◆ **Supplied material**
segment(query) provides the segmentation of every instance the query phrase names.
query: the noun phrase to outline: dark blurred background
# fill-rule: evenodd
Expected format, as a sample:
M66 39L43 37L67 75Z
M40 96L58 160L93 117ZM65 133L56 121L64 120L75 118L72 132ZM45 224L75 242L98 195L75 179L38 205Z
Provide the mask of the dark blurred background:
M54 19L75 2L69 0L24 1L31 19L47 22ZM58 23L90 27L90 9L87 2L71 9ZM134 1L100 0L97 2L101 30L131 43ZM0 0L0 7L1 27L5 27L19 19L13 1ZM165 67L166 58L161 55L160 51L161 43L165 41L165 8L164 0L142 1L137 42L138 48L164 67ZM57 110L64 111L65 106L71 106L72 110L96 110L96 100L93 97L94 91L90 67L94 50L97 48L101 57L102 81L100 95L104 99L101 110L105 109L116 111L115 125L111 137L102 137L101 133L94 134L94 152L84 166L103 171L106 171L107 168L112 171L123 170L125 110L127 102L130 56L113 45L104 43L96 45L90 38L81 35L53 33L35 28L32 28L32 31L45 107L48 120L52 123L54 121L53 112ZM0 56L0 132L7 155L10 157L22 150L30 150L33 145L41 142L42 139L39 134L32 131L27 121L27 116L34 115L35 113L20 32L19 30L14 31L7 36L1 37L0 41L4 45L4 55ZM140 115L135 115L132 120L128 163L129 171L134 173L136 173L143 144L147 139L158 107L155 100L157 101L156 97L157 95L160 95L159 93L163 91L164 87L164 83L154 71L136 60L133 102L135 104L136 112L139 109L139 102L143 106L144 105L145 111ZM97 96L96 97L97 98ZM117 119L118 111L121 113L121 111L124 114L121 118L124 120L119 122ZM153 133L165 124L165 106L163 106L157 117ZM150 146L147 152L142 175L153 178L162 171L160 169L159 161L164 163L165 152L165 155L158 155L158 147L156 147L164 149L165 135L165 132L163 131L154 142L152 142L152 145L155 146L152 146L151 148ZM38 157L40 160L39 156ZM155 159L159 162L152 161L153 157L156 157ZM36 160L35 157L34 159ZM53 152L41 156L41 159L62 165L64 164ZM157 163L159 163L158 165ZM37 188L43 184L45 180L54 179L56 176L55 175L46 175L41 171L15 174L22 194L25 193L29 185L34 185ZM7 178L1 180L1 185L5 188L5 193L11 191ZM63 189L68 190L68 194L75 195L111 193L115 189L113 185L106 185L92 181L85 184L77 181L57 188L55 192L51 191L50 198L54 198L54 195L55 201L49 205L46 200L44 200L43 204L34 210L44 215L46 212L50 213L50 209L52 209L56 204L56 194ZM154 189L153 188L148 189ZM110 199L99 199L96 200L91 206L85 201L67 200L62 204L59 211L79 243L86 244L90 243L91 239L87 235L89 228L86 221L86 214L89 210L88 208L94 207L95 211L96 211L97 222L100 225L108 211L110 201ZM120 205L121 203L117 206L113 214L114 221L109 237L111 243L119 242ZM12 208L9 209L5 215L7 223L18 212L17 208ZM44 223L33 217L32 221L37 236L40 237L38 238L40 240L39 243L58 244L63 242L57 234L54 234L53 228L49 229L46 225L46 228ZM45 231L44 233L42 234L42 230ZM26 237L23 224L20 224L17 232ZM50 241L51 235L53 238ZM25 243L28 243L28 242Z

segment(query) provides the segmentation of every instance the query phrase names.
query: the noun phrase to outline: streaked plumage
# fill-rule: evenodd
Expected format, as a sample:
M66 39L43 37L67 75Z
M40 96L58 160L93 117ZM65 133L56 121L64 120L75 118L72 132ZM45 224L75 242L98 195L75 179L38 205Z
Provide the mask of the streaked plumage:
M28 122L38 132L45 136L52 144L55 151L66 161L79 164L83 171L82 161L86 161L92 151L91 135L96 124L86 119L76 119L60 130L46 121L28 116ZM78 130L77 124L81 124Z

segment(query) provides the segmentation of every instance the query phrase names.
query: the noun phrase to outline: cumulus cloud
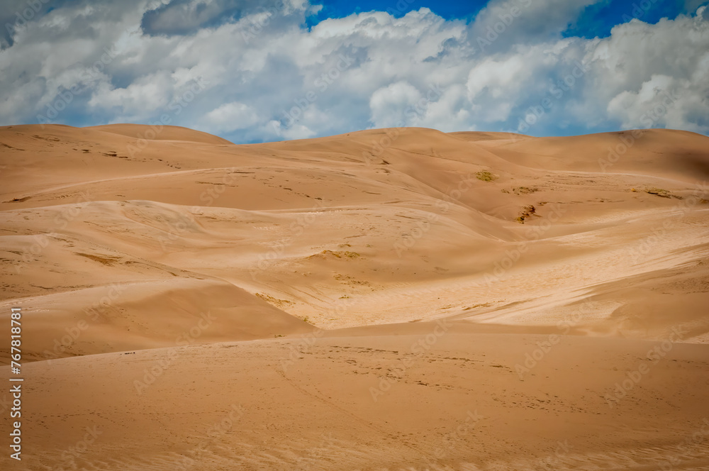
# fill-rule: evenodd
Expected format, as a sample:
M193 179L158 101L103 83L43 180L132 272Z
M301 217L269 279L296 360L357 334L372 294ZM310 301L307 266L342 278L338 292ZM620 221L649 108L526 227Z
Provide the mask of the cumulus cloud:
M0 51L0 123L167 116L235 142L392 126L709 132L703 6L586 39L562 33L592 0L492 0L471 23L374 11L311 28L316 5L281 1L59 4Z

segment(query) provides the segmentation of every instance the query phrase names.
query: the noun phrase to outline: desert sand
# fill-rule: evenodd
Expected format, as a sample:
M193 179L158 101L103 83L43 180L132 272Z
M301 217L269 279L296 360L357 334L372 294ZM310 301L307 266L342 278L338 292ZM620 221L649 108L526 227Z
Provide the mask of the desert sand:
M3 470L709 469L706 136L28 125L0 155Z

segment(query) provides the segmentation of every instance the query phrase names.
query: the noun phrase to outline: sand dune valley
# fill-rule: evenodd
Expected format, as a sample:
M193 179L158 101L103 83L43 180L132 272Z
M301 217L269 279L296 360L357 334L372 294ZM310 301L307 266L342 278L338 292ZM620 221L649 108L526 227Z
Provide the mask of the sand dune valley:
M0 155L3 470L709 469L705 135L23 125Z

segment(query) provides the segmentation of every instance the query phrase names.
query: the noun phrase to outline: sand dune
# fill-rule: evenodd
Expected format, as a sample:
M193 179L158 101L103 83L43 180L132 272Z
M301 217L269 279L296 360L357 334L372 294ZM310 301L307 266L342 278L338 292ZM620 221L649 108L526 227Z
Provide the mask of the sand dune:
M18 469L705 469L708 144L0 128Z

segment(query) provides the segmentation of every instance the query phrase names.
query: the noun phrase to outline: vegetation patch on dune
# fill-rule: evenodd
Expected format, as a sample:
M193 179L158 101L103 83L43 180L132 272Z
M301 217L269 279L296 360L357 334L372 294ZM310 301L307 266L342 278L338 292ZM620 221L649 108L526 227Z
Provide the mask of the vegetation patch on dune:
M320 253L316 254L314 255L311 255L310 257L308 257L308 258L312 258L313 257L318 257L320 255L325 257L327 257L328 255L332 255L333 257L335 257L337 258L357 258L360 256L359 254L357 253L357 252L350 252L349 250L333 251L333 250L323 250Z
M529 187L518 187L517 188L513 188L512 191L515 194L529 194L530 193L538 192L539 189L534 187L532 188Z
M529 206L525 206L522 209L522 212L520 215L517 216L515 221L520 224L525 223L525 220L529 218L530 216L534 214L537 211L536 208L534 207L533 204L530 204Z
M661 188L648 188L645 190L645 192L649 194L656 194L662 198L669 198L671 196L669 192Z
M90 253L81 253L79 252L77 253L77 255L85 257L90 260L94 260L99 263L103 263L105 265L111 265L116 260L118 260L118 257L99 257L99 255L92 255Z

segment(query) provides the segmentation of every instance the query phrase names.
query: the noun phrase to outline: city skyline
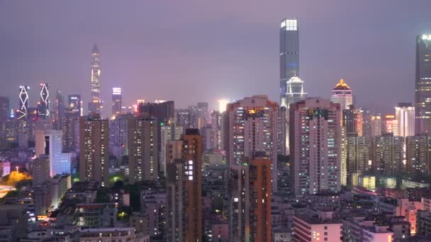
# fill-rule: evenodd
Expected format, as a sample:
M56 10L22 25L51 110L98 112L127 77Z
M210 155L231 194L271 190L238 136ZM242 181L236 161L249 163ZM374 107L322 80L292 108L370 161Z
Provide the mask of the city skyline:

◆ **Task to complete**
Copy out the entire listing above word for word, leaving out the pictures.

◆ **Written answer**
segment(query) provides the segmentation of every instance the query phrase names.
query: the noun phrase to outline: dark blurred background
# fill-rule: evenodd
Expected format, as a sample:
M66 39L43 37L67 75Z
M40 96L58 160L93 117ZM65 133L56 121L64 120L75 118L72 132ZM45 224L75 242L98 195L75 179L38 205Z
Provide the mask of the dark blurred background:
M54 19L75 2L69 0L24 1L31 19L47 22ZM58 23L90 27L90 9L87 2L71 9ZM134 1L100 0L97 2L101 30L131 43ZM0 0L0 7L1 27L5 27L19 19L13 1ZM165 67L166 58L161 55L160 51L161 43L165 41L165 8L164 0L142 1L137 42L138 48L164 67ZM57 110L64 111L65 106L71 106L72 110L96 110L96 100L93 97L94 91L90 67L94 50L97 48L101 57L102 81L100 95L104 99L101 110L105 109L116 111L115 125L111 137L102 137L101 133L94 134L94 152L84 166L103 171L106 171L107 168L112 171L123 170L125 110L127 102L130 56L113 45L104 43L96 45L90 38L81 35L53 33L35 28L32 28L32 31L45 107L48 120L52 123L54 121L53 112ZM0 56L0 132L7 155L10 157L22 150L30 150L33 145L41 142L42 139L39 134L32 131L27 121L27 116L34 115L35 113L20 32L19 30L14 31L7 36L1 37L0 41L4 45L4 55ZM140 115L135 115L132 120L128 163L129 171L134 173L136 173L143 144L147 139L158 107L155 100L157 101L156 97L157 95L160 95L159 93L163 91L164 87L164 83L154 71L136 60L133 102L135 104L136 112L139 109L139 102L143 106L144 105L145 111ZM97 96L96 97L97 98ZM117 119L118 111L121 113L121 111L124 114L121 118L124 120L119 122ZM153 133L165 124L165 106L163 106L157 117ZM150 146L147 152L142 175L153 178L162 171L160 169L159 161L164 163L165 152L165 155L158 155L158 147L156 147L164 149L165 135L165 132L163 131L154 142L152 142L152 145L155 146L152 146L151 148ZM38 157L40 160L39 156ZM155 159L159 162L152 161L153 157L156 157ZM36 160L35 157L34 159ZM53 152L41 156L41 159L62 165L64 164ZM157 163L159 163L158 165ZM37 188L43 184L45 180L54 179L56 176L55 175L46 175L41 171L15 174L22 194L25 193L29 185L34 185ZM7 178L1 180L1 185L5 188L5 193L11 191ZM63 189L68 190L68 194L75 195L111 193L115 189L113 185L106 185L92 181L85 184L77 181L57 188L55 192L51 191L50 198L54 198L54 195L55 201L49 205L46 200L44 200L43 204L34 210L44 215L46 212L50 213L50 209L52 209L56 204L56 194ZM154 189L153 188L148 189ZM110 199L99 199L96 200L91 206L85 201L67 200L62 204L59 211L79 243L86 244L90 243L91 239L87 235L89 228L86 221L86 214L89 210L88 208L94 207L95 211L96 211L97 222L100 225L108 211L110 201ZM120 205L121 203L117 206L113 214L114 221L109 237L111 243L119 242ZM12 208L9 209L5 215L7 223L18 212L17 208ZM44 223L33 217L32 221L37 236L40 237L38 238L40 240L39 243L58 244L63 242L57 234L54 234L53 228L49 229L46 225L46 228ZM45 231L44 233L42 234L42 230ZM26 237L23 224L20 224L17 232ZM50 241L51 235L53 238ZM25 243L28 243L28 242Z

segment(query) provides the segmentation of every instance the query phrase names.
query: the noun phrase to outline: streaked plumage
# fill-rule: evenodd
Expected format, as a sample:
M66 39L43 37L67 75Z
M40 96L58 160L93 117ZM65 133L56 121L64 120L75 118L72 132ZM45 224L75 242L98 195L75 179L38 205Z
Provide the mask of the streaked plumage:
M28 122L38 132L45 136L52 144L55 151L66 161L79 164L83 171L82 161L86 161L92 151L91 135L96 124L86 119L76 119L60 130L46 121L28 116ZM78 130L77 124L81 124Z

segment(query) provides the segmentation of every instance the query phrase names.
query: the noun phrase to outline: cumulus cloud
# fill-rule: evenodd
Expected format, as a sample:
M193 179L158 101L103 83L43 180L132 272Z
M301 217L269 279L296 360L357 334L372 294ZM310 301L307 266L342 278L338 292ZM620 221L649 108L526 227Z
Provide the mask of the cumulus cloud:
M0 51L0 123L167 116L235 142L392 126L709 132L703 6L586 39L562 33L592 0L492 0L471 23L374 11L311 28L316 5L281 1L59 4Z

segment(query) provides the segmentation of every instance the query phrase names.
query: the noun phrase to outline: desert sand
# fill-rule: evenodd
Expected format, as a sample:
M193 179L158 101L103 83L43 180L132 272Z
M301 217L269 279L296 360L357 334L372 294ZM310 301L307 266L342 278L338 292ZM620 221L649 108L526 227Z
Provide the mask of the desert sand:
M3 470L709 469L706 136L28 125L0 155Z

segment(query) provides the segmentation of every instance the query phrase names.
query: the noun phrase to outline: sand dune valley
# fill-rule: evenodd
Expected format, as a sample:
M193 179L158 101L103 83L43 180L132 272Z
M301 217L269 279L296 360L357 334L372 294ZM310 301L307 266L342 278L338 292ZM620 221L649 108L526 227Z
Provide the mask of the sand dune valley:
M0 155L3 470L709 469L705 135L23 125Z

segment(query) provides the segmentation of every instance the query phrase names.
query: the noun phrase to outline: sand dune
# fill-rule: evenodd
Expected format, as a sample:
M193 179L158 101L103 83L43 180L132 272Z
M301 217L269 279L296 360L357 334L372 294ZM310 301L307 266L342 278L338 292ZM620 221L649 108L526 227Z
Provide the mask of the sand dune:
M18 469L705 469L708 144L0 128Z

segment(query) provides the segmentation of every instance the query phrase names.
query: the noun phrase to outline: vegetation patch on dune
# fill-rule: evenodd
Expected format, as a sample:
M193 179L158 101L103 83L43 180L132 272Z
M301 217L269 279L296 360L357 334L372 294ZM310 301L307 266L342 278L338 292ZM620 221L649 108L526 227Z
Provide the mask of the vegetation patch on dune:
M320 253L316 254L314 255L311 255L310 257L308 257L308 258L312 258L313 257L318 257L320 255L325 257L327 257L328 255L332 255L333 257L335 257L337 258L357 258L360 256L359 254L357 253L357 252L350 252L349 250L333 251L333 250L323 250Z
M529 187L518 187L517 188L513 188L512 191L515 194L529 194L530 193L538 192L539 189L534 187L532 188Z
M529 206L525 206L522 209L522 212L520 215L517 216L515 221L520 224L525 223L525 220L529 218L530 216L534 214L537 211L536 208L534 207L533 204L530 204Z
M661 188L648 188L645 190L645 192L649 194L656 194L662 198L669 198L671 196L669 192Z
M90 253L81 253L79 252L77 253L77 255L85 257L90 260L94 260L99 263L103 263L105 265L111 265L116 260L118 260L118 257L99 257L99 255L92 255Z

segment(query) provides the segmentation of every instance the query phrase names.
query: the noun phrase to outline: city skyline
# fill-rule: evenodd
Expected format, as a sample:
M56 10L22 25L51 110L98 112L127 77Z
M210 155L231 194L271 190L238 136ZM242 181L236 161L249 163ZM374 107L322 80L292 108L370 161Z
Provide the mask of the city skyline:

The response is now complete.